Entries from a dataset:
============================================================

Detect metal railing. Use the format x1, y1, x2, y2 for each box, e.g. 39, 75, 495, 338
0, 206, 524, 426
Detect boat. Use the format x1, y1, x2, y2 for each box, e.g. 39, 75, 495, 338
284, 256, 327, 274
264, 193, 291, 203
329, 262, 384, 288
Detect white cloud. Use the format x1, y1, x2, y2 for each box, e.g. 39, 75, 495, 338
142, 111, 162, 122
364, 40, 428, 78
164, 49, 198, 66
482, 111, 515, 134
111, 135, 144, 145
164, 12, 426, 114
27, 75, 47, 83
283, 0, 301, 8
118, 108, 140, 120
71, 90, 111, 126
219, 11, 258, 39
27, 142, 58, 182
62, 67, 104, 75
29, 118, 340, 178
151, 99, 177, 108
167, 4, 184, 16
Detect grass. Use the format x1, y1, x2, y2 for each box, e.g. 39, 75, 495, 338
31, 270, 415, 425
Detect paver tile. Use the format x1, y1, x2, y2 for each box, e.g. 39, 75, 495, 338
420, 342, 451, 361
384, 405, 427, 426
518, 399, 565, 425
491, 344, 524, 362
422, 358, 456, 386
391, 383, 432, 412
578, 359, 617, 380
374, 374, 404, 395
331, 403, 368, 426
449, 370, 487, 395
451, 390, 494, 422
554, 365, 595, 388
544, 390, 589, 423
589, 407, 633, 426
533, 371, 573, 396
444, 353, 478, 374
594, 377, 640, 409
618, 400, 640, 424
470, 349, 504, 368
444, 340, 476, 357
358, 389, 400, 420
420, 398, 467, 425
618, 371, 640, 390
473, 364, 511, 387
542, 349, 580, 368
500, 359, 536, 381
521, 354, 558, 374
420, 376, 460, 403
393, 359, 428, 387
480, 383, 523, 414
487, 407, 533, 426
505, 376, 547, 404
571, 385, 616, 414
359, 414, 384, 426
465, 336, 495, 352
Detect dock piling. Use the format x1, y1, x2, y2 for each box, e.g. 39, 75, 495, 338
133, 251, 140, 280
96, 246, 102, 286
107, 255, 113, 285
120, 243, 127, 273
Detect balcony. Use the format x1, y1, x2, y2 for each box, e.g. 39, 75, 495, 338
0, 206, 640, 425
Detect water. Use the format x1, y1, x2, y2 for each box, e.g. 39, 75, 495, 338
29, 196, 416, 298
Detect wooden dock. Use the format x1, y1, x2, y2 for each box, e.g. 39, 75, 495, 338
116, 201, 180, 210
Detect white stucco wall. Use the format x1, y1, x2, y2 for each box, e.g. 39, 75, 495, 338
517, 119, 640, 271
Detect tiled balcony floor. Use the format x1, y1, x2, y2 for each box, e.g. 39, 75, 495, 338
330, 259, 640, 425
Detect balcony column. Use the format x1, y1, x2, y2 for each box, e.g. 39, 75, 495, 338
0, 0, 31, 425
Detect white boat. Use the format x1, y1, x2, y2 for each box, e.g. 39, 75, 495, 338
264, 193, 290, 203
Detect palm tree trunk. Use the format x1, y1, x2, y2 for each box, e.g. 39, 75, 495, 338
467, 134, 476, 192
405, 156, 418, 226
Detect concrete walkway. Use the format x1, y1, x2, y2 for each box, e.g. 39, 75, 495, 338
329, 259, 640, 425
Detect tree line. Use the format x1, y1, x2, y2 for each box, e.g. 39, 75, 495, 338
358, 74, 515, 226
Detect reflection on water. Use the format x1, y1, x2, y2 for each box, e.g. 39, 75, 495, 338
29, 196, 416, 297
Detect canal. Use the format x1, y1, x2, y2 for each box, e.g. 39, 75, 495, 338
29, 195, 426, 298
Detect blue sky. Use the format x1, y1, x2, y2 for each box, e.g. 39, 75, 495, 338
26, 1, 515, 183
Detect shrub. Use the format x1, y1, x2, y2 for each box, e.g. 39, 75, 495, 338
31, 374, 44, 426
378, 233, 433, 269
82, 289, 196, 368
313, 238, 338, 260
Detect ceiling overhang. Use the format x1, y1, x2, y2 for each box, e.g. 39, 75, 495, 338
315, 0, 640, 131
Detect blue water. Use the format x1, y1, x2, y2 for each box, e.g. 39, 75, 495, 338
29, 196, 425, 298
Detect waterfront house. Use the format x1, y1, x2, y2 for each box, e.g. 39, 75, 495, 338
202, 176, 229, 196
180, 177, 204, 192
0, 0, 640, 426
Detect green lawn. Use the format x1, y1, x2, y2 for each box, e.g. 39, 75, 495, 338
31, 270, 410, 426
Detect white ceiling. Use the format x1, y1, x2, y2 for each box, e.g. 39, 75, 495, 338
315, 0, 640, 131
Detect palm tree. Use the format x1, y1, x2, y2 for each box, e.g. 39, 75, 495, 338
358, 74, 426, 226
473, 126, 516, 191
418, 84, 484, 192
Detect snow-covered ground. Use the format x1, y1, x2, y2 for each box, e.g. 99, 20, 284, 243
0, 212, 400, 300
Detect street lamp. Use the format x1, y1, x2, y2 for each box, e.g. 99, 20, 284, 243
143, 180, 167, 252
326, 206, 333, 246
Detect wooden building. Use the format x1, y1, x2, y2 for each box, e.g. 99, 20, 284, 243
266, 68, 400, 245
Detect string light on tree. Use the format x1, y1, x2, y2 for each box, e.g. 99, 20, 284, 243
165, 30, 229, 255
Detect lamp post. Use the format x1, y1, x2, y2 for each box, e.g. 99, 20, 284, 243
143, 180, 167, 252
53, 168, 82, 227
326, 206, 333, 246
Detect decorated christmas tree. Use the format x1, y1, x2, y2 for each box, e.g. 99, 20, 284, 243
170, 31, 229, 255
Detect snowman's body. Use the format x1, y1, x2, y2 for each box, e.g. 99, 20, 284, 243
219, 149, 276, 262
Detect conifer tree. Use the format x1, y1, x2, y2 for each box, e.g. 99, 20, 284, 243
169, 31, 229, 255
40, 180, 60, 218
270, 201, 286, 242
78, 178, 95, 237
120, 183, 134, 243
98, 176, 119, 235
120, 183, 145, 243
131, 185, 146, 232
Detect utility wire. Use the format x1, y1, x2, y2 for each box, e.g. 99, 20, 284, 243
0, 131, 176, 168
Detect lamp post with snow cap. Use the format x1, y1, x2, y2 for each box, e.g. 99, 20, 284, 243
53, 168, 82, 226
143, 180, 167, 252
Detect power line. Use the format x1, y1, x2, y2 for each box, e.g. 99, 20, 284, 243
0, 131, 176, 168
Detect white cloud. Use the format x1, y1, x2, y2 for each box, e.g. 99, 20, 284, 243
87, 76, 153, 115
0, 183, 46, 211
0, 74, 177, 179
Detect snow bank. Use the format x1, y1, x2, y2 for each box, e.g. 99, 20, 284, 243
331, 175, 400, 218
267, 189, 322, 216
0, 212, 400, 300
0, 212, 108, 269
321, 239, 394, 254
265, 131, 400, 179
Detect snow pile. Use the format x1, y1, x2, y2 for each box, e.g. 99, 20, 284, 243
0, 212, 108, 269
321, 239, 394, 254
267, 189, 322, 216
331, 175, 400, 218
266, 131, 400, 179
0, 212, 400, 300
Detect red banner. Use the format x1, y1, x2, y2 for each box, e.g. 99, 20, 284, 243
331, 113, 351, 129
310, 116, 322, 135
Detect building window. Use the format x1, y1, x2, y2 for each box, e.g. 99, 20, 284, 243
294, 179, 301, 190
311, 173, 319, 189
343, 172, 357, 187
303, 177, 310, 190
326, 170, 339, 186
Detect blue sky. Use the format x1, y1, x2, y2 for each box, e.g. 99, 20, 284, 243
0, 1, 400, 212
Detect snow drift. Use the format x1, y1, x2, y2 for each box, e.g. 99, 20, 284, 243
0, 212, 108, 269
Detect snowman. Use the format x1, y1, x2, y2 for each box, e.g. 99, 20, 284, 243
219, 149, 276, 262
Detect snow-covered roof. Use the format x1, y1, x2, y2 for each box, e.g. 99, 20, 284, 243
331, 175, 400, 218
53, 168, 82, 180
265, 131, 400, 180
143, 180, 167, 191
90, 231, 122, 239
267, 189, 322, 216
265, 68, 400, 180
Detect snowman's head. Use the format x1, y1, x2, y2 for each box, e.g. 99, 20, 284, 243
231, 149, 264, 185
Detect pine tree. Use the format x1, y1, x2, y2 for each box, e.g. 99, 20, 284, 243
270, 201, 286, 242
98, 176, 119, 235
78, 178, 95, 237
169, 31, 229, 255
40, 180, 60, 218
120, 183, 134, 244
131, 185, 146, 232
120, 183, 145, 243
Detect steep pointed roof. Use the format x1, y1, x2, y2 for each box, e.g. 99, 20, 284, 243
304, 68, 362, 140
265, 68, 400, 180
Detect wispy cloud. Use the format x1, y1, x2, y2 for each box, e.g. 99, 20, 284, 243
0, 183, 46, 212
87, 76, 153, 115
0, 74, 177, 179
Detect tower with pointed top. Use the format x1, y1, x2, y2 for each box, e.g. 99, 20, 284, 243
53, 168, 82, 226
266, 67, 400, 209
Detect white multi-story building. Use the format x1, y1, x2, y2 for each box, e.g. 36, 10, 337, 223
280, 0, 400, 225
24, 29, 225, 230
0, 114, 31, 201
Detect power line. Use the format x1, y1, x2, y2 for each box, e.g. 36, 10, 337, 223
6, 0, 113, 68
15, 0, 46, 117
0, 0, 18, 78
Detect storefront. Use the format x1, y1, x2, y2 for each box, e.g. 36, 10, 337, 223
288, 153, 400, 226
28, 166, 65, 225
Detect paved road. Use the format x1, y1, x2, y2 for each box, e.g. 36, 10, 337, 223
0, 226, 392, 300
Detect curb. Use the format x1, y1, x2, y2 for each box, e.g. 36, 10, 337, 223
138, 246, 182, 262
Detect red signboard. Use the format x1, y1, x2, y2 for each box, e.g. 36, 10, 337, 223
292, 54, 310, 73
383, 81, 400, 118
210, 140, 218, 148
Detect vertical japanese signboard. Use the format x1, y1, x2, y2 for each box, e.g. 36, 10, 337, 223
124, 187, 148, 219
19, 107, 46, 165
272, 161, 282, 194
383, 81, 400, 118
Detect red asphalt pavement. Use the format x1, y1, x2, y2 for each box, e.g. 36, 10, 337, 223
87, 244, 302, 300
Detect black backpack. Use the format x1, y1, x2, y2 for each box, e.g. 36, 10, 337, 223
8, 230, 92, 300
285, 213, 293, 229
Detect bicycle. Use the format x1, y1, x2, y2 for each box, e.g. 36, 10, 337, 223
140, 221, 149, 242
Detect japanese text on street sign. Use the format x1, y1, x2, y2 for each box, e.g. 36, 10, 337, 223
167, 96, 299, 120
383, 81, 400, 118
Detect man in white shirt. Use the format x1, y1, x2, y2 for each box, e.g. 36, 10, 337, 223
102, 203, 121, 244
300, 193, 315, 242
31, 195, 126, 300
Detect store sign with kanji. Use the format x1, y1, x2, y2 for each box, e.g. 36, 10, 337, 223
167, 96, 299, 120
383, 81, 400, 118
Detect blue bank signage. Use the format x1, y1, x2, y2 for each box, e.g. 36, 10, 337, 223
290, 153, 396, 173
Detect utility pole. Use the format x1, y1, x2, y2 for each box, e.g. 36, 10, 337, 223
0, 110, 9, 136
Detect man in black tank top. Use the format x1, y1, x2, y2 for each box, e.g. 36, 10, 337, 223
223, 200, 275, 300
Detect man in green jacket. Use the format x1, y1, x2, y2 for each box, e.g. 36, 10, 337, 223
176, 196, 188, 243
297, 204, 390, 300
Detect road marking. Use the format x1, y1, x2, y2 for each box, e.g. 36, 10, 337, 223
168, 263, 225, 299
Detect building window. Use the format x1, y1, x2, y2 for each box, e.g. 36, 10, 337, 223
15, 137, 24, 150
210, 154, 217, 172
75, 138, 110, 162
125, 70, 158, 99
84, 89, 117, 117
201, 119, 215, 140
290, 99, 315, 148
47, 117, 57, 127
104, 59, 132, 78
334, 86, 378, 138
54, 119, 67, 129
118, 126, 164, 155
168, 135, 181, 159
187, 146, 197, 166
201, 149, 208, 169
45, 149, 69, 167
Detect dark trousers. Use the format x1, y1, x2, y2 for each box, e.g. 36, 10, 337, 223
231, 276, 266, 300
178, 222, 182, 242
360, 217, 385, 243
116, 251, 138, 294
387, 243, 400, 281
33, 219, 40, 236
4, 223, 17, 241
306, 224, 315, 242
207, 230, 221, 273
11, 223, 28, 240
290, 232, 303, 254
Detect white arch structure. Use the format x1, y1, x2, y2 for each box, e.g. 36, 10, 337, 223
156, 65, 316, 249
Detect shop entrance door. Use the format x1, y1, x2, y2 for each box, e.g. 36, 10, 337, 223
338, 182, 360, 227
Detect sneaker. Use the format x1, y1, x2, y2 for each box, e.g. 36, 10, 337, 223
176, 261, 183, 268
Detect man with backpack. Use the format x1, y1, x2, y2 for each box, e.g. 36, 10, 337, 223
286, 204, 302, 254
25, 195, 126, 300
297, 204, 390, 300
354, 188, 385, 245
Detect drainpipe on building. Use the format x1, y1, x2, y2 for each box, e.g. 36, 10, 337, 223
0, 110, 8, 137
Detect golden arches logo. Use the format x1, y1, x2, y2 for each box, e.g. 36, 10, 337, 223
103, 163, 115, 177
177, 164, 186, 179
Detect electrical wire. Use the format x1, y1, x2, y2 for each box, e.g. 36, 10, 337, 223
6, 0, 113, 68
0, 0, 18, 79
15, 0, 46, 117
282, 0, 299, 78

============================================================

Output the stretch of rows from the line containing "Detect ceiling overhang." through the line containing "165, 30, 229, 255" as a JSON list of strings, one string per line, leaving out blank lines.

» **RESULT OF THE EXERCISE**
[
  "Detect ceiling overhang. Use the format x1, y1, x2, y2 for each box, e.g. 39, 75, 495, 338",
  "315, 0, 640, 131",
  "Detect blue water. Use the format x1, y1, x2, y2 for each box, e.g. 39, 75, 495, 338",
  "29, 196, 425, 298",
  "Detect waterfront house. Use the format x1, y1, x2, y2 for each box, e.g. 39, 75, 495, 338",
  "202, 176, 229, 196",
  "180, 177, 204, 192",
  "0, 0, 640, 426",
  "Detect green lawn. Use the format x1, y1, x2, y2 for each box, e.g. 39, 75, 495, 338",
  "31, 270, 410, 426",
  "Detect white ceiling. Use the format x1, y1, x2, y2 for each box, e.g. 39, 75, 495, 338",
  "315, 0, 640, 131",
  "Detect palm tree. Use the format x1, y1, x2, y2 for each box, e.g. 39, 75, 495, 338",
  "358, 74, 426, 226",
  "473, 126, 516, 191",
  "418, 84, 484, 192",
  "Detect snow-covered ground. Use the format x1, y1, x2, y2 for each box, e.g. 99, 20, 284, 243",
  "0, 212, 400, 300",
  "Detect street lamp. Use the format x1, y1, x2, y2 for each box, e.g. 99, 20, 284, 243",
  "143, 180, 167, 252",
  "326, 206, 333, 246",
  "Detect wooden building. Use the format x1, y1, x2, y2 for each box, e.g. 99, 20, 284, 243",
  "266, 68, 400, 245",
  "Detect string light on tree. Use the format x1, y1, x2, y2 for each box, e.g. 99, 20, 284, 243",
  "165, 30, 229, 255"
]